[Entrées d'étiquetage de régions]
━━━━━━━━
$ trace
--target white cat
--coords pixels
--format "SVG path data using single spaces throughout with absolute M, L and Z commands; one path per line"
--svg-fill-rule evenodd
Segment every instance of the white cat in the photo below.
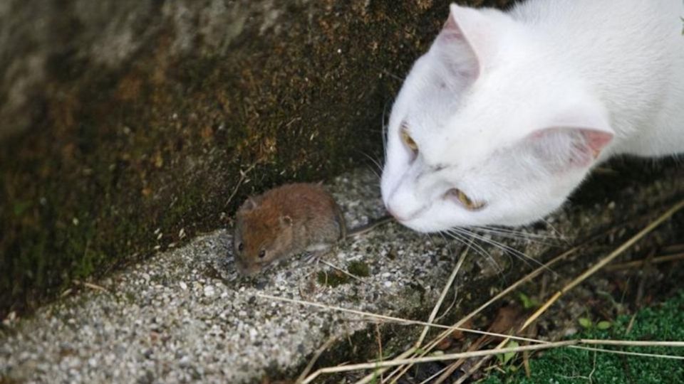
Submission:
M 388 210 L 422 232 L 524 225 L 611 156 L 684 152 L 683 4 L 452 5 L 392 109 Z

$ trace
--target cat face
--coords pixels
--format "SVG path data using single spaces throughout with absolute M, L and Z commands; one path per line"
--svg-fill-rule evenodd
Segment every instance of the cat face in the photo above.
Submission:
M 606 156 L 604 107 L 543 53 L 504 14 L 452 6 L 390 114 L 381 188 L 398 220 L 422 232 L 527 224 Z

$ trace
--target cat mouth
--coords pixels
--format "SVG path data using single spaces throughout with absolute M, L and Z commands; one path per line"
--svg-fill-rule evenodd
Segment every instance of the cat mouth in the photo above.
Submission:
M 405 214 L 403 213 L 398 213 L 396 209 L 393 209 L 389 204 L 385 204 L 385 206 L 387 208 L 387 212 L 390 215 L 392 215 L 392 216 L 394 217 L 394 218 L 397 219 L 397 221 L 402 223 L 406 223 L 415 219 L 415 218 L 419 216 L 421 213 L 423 213 L 427 208 L 427 207 L 421 207 L 420 208 L 415 210 L 413 212 L 410 212 L 408 214 Z

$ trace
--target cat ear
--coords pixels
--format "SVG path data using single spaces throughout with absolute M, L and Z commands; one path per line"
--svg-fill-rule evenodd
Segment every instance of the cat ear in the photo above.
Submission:
M 547 169 L 562 171 L 590 166 L 613 135 L 603 114 L 585 109 L 557 115 L 550 126 L 532 133 L 527 142 Z
M 435 46 L 457 73 L 472 80 L 480 75 L 487 42 L 487 20 L 477 9 L 451 4 L 449 17 L 437 36 Z

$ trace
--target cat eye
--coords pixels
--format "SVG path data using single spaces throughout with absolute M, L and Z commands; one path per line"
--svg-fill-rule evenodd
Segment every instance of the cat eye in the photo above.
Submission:
M 450 189 L 447 192 L 447 194 L 455 197 L 458 201 L 469 210 L 476 210 L 484 206 L 484 201 L 475 201 L 472 200 L 457 188 Z
M 408 129 L 406 129 L 405 125 L 402 124 L 400 134 L 401 141 L 413 152 L 414 155 L 417 154 L 418 153 L 418 144 L 415 143 L 411 135 L 408 134 Z

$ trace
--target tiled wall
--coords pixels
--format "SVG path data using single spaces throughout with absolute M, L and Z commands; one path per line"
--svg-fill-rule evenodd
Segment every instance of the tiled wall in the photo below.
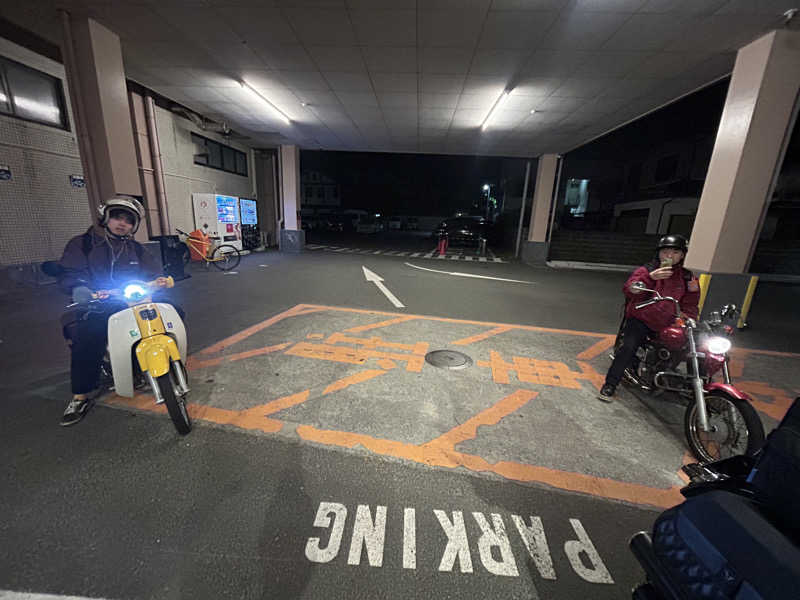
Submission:
M 64 79 L 58 63 L 3 39 L 0 55 Z M 72 131 L 0 115 L 0 165 L 11 169 L 0 181 L 0 265 L 58 258 L 89 226 L 86 189 L 69 180 L 83 175 L 71 111 L 69 122 Z

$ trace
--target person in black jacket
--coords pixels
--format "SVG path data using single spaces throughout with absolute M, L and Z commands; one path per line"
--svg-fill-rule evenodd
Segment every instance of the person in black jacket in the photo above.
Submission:
M 159 277 L 160 265 L 133 239 L 144 217 L 139 201 L 116 196 L 102 204 L 99 212 L 98 223 L 72 238 L 60 260 L 63 271 L 59 285 L 65 293 L 73 297 L 93 293 L 107 300 L 91 311 L 83 311 L 65 327 L 72 351 L 72 399 L 61 419 L 64 426 L 79 422 L 100 393 L 108 318 L 126 306 L 111 298 L 112 290 L 130 279 L 155 279 L 161 287 L 167 284 L 165 277 Z

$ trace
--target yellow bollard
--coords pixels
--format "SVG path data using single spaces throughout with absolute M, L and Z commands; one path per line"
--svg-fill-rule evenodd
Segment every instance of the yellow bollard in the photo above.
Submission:
M 703 312 L 703 304 L 706 303 L 709 285 L 711 285 L 711 275 L 708 273 L 700 275 L 700 302 L 697 304 L 698 314 Z
M 753 304 L 753 295 L 756 293 L 756 286 L 758 285 L 758 275 L 750 277 L 750 283 L 747 284 L 747 292 L 742 301 L 742 314 L 739 317 L 739 322 L 736 323 L 737 329 L 744 329 L 747 327 L 747 315 L 750 312 L 750 305 Z

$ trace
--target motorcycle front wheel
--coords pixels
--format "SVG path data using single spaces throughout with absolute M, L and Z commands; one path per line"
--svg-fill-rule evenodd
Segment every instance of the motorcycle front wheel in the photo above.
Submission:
━━━━━━━━
▸ Consigne:
Retranscrivez telles quelles toutes les entrées ci-dessus, en laissant les images de côté, s'il vous plaît.

▸ Réponse ci-dessous:
$ trace
--target white cat
--coords pixels
--format "SVG path data using single spaces throughout with absolute M, L and Z commands; one path per line"
--svg-fill-rule evenodd
Segment every instance of the white cat in the photo below.
Submission:
M 388 210 L 422 232 L 524 225 L 611 156 L 684 152 L 683 4 L 452 5 L 392 109 Z

$ trace
--target cat face
--coords pixels
--format "SVG path data using single spaces throughout with absolute M, L and Z commands; one path per line"
--svg-fill-rule evenodd
Segment every instance of the cat face in the photo above.
Submission:
M 606 156 L 604 107 L 543 53 L 504 14 L 452 6 L 390 114 L 381 188 L 398 220 L 422 232 L 527 224 Z

$ trace
--target cat mouth
--coords pixels
--format "SVG path data using single spaces throughout with absolute M, L and Z commands; one path per line"
--svg-fill-rule evenodd
Segment every instance of the cat mouth in the photo above.
Submission:
M 405 214 L 403 213 L 398 213 L 396 209 L 393 209 L 389 204 L 385 204 L 385 206 L 387 208 L 387 212 L 390 215 L 392 215 L 392 216 L 394 217 L 394 218 L 397 219 L 397 221 L 402 223 L 406 223 L 415 219 L 415 218 L 419 216 L 421 213 L 423 213 L 427 208 L 427 207 L 421 207 L 420 208 L 415 210 L 413 212 L 410 212 L 408 214 Z

$ trace
--target cat ear
--coords pixels
--format "SVG path data using single spaces throughout with absolute M, L and Z commands; one path per line"
--svg-fill-rule evenodd
Segment every instance of the cat ear in the photo above.
Submission:
M 547 169 L 562 171 L 590 166 L 613 135 L 603 114 L 585 109 L 557 115 L 550 126 L 532 133 L 527 142 Z
M 435 46 L 457 73 L 472 80 L 480 75 L 487 42 L 487 20 L 477 9 L 451 4 L 449 17 L 437 36 Z

$ trace
--target cat eye
--coords pixels
--format "SVG path data using single spaces throughout with absolute M, L and Z commands; one path per line"
--svg-fill-rule evenodd
Segment every instance of the cat eye in the photo above.
Submission:
M 450 189 L 447 192 L 447 194 L 455 197 L 458 201 L 469 210 L 476 210 L 484 206 L 484 201 L 475 201 L 472 200 L 457 188 Z
M 408 129 L 406 129 L 405 125 L 402 124 L 400 134 L 401 141 L 413 152 L 414 155 L 417 154 L 418 153 L 418 144 L 415 143 L 411 135 L 408 134 Z

$ trace
--target tiled wall
--coords pixels
--format "SVG path data using single spaces throughout with absolute M, L and Z commands; one path per line"
--svg-fill-rule evenodd
Segment every instance of the tiled wall in the photo below.
Submission:
M 64 79 L 58 63 L 3 39 L 0 55 Z M 72 131 L 0 115 L 0 165 L 11 169 L 0 181 L 0 265 L 58 258 L 89 226 L 86 189 L 69 180 L 83 175 L 71 111 L 69 122 Z

$ trace
--target person in black jacket
--coords pixels
--format "SVG path data using single spaces throughout with absolute M, L and Z commands; one path per line"
--svg-fill-rule evenodd
Segment every instance of the person in black jacket in the photo above.
Submission:
M 159 277 L 160 265 L 133 239 L 144 217 L 139 201 L 116 196 L 102 204 L 99 212 L 98 223 L 72 238 L 60 260 L 63 271 L 59 285 L 65 293 L 73 297 L 93 293 L 107 300 L 91 311 L 83 311 L 65 327 L 72 351 L 72 399 L 61 419 L 64 426 L 79 422 L 100 393 L 108 318 L 126 306 L 111 298 L 112 290 L 130 279 L 155 279 L 161 287 L 167 284 L 165 277 Z

$ trace
--target yellow bollard
--coords pixels
--format "SVG path data using single spaces throughout with absolute M, L and Z commands; one path per line"
--svg-fill-rule evenodd
Segment every instance of the yellow bollard in the photo above.
Submission:
M 703 312 L 703 304 L 706 303 L 709 285 L 711 285 L 711 275 L 708 273 L 700 275 L 700 302 L 697 304 L 698 314 Z
M 753 304 L 753 295 L 756 293 L 756 286 L 758 285 L 758 275 L 750 277 L 750 283 L 747 284 L 747 292 L 742 301 L 742 314 L 739 317 L 739 322 L 736 323 L 737 329 L 744 329 L 747 327 L 747 315 L 750 312 L 750 305 Z

$ trace
--target motorcycle front wheel
--coords pixels
--format "SVG path data using single spaces throughout with absolute M, L and Z commands; one path per line"
--svg-fill-rule evenodd
Segment every instance of the motorcycle front wheel in the photo above.
Submission:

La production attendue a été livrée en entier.